▶ [Provided text]
= Impressionism in music =

Movement in Western classical music

Impressionism in music was a movement among various composers in Western classical music (mainly during the late 19th and early 20th centuries) whose music focuses on mood and atmosphere, "conveying the moods and emotions aroused by the subject rather than a detailed tone‐picture". "Impressionism" is a philosophical and aesthetic term borrowed from late 19th-century French painting after Monet's Impression, Sunrise. Composers were labeled Impressionists by analogy to the Impressionist painters who use starkly contrasting colors, effect of light on an object, blurry foreground and background, flattening perspective, etc. to make the observer focus their attention on the overall impression.

The most prominent feature in musical Impressionism is the use of "color", or in musical terms, timbre, which can be achieved through orchestration, harmonic usage, texture, etc. Other elements of musical Impressionism also involve new chord combinations, ambiguous tonality, extended harmonies, use of modes and exotic scales, parallel motion, extra-musicality, and evocative titles such as “Reflets dans l'eau”
(“Reflections on the water”), “Brouillards” (“Mists”), etc.

▶ [Source information]
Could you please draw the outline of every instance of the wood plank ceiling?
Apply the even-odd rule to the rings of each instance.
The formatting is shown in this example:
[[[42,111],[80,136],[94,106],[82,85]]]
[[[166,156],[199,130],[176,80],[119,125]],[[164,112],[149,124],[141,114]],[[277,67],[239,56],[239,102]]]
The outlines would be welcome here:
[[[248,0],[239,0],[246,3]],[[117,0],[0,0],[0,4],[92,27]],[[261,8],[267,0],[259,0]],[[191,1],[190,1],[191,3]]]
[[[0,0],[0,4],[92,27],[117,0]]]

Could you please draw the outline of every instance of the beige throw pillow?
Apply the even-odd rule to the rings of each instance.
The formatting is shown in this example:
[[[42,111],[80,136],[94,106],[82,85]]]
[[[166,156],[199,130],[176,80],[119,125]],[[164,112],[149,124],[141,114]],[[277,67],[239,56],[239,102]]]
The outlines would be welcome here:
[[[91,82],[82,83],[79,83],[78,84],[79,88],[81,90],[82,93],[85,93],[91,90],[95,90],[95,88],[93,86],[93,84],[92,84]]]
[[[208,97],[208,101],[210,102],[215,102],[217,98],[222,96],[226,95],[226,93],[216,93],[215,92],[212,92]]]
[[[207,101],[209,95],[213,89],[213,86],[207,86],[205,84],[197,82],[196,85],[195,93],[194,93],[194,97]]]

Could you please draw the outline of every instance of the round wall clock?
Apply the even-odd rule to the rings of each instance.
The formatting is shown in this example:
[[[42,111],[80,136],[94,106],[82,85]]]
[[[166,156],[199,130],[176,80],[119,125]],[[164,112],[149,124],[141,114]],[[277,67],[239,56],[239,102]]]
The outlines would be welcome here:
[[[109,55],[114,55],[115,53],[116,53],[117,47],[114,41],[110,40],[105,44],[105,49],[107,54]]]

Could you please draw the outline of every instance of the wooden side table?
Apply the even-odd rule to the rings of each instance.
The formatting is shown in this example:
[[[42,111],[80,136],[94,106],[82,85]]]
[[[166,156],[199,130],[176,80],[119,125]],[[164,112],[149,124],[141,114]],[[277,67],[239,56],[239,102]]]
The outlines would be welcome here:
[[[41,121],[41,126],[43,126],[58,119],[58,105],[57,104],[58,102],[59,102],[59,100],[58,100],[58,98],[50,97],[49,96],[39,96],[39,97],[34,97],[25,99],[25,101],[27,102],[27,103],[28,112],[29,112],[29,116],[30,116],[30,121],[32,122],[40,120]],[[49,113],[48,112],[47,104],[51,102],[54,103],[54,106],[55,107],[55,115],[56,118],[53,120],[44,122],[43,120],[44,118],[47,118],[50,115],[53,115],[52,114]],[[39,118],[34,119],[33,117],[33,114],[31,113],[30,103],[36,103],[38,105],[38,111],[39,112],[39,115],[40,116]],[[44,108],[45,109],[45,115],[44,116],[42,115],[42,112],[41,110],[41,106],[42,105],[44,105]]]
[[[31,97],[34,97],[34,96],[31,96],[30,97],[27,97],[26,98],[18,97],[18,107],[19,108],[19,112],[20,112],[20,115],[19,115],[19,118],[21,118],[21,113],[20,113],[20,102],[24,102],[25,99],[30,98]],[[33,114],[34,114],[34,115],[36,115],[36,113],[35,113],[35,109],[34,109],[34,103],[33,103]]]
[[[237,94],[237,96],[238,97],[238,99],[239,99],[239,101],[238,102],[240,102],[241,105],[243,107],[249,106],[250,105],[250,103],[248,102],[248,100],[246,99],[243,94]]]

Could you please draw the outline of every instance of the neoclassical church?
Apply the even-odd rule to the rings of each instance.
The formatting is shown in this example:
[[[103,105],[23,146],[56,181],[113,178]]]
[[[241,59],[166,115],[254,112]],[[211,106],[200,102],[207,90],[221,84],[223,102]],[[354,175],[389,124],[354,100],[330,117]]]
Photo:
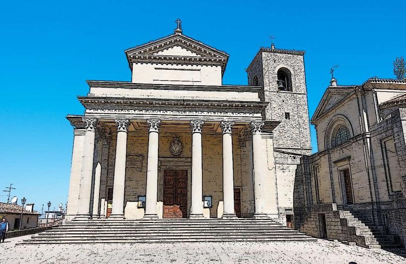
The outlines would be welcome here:
[[[131,81],[88,81],[68,115],[67,219],[274,219],[293,226],[295,175],[310,154],[304,51],[260,48],[248,85],[229,55],[183,34],[125,51]],[[246,67],[247,65],[241,65]]]

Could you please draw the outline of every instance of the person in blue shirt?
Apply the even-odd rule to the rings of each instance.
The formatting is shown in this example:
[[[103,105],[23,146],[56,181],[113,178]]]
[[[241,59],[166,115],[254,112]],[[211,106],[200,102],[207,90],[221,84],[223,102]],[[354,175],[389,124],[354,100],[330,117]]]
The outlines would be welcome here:
[[[0,235],[1,235],[0,237],[0,242],[4,243],[4,238],[5,238],[5,232],[8,231],[8,222],[5,218],[3,218],[1,220],[1,222],[0,222]]]

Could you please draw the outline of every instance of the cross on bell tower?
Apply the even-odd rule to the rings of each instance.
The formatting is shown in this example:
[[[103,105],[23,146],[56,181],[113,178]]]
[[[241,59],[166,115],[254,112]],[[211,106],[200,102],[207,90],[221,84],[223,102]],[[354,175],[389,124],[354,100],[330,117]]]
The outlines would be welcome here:
[[[176,21],[175,21],[175,23],[176,23],[176,29],[175,30],[175,33],[181,34],[183,31],[182,30],[182,20],[178,18],[176,19]]]

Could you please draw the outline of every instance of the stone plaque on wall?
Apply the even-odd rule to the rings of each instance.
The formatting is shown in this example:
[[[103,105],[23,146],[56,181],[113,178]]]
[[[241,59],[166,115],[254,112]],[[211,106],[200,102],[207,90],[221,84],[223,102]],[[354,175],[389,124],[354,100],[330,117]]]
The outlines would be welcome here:
[[[144,156],[142,155],[130,155],[127,156],[127,167],[134,169],[136,172],[141,172],[143,161]]]

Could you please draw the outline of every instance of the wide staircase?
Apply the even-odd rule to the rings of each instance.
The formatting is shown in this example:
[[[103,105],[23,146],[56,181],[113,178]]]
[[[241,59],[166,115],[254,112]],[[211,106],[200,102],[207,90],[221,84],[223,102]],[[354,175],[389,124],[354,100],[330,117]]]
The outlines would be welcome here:
[[[271,219],[102,219],[67,221],[21,244],[316,241]]]

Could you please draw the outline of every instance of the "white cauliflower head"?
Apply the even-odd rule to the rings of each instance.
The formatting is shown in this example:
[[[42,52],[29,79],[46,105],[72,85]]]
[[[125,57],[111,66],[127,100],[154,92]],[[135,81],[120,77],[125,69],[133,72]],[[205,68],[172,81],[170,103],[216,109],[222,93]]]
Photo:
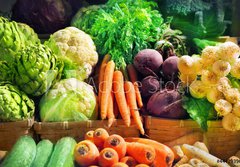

▶ [Problem details]
Continue the article on Impressionism in music from the point where it stops.

▶ [Result of the task]
==History==
Claude Debussy and Maurice Ravel are two leading figures in Impressionism, though Debussy rejected this label (in a 1908 letter to Jacques Durand he wrote "imbeciles call [what I am trying to write in Images] 'impressionism', a term employed with the utmost inaccuracy, especially by art critics who use it as a label to stick on Turner, the finest creator of mystery in the whole of art!") and Ravel displayed discomfort with it, at one point claiming that it could not be adequately applied to music at all. Debussy's Impressionist works typically "evoke a mood, feeling, atmosphere, or scene" by creating musical images through characteristic motifs, harmony, non-diatonic scales (e.g., whole-tone and pentatonic scales), instrumental timbre, large unresolved chords (e.g., 9ths, 11ths, 13ths), parallel motion, ambiguous tonality, chromaticism, heavy use of the piano pedals, and other elements. “The perception of Debussy’s compositional language as decidedly post-romantic/Impressionistic—nuanced, understated, and subtle—is firmly solidified among today’s musicians and well-informed audiences." Some Impressionist composers, Debussy and Ravel in particular, are also labeled as symbolist composers. One trait shared with both aesthetic trends is "a sense of detached observation: rather than expressing deeply felt emotion or telling a story"; as in symbolist poetry, the normal syntax is usually disrupted and individual images that carry the work's meaning are evoked.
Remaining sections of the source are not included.